Problem requirements -> Which lines of the data contain the string "instance"? Copy every one of them.

Information provided ->

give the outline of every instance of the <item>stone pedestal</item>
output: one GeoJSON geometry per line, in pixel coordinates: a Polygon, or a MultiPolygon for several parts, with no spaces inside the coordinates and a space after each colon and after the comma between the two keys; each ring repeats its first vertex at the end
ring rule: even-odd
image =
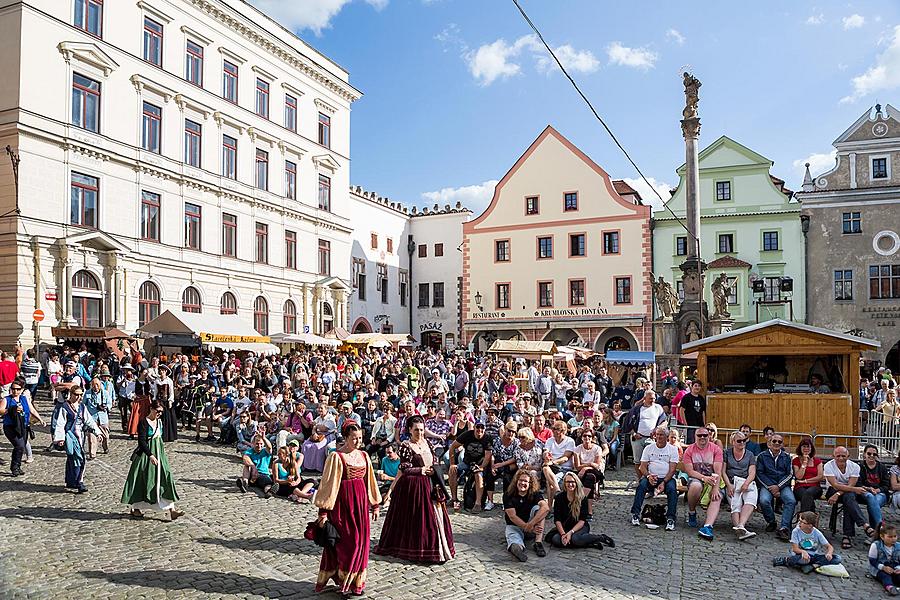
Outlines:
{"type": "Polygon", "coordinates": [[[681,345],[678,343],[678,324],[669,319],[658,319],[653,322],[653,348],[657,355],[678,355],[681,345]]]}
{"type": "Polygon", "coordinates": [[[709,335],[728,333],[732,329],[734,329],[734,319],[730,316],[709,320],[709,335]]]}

* * *

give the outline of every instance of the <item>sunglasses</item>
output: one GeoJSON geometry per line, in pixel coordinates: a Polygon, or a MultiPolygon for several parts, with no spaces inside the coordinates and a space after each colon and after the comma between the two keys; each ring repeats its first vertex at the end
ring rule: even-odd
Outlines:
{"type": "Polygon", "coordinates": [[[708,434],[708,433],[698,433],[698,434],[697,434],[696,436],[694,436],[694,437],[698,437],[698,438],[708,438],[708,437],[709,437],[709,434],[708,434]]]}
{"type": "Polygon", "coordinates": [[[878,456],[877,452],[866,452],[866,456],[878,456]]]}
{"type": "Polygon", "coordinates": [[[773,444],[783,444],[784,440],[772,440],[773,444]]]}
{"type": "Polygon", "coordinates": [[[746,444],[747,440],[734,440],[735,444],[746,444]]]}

Written solution ->
give the outline of every instance of the <item>stone pedestal</item>
give the outline of every instance of the <item>sunglasses</item>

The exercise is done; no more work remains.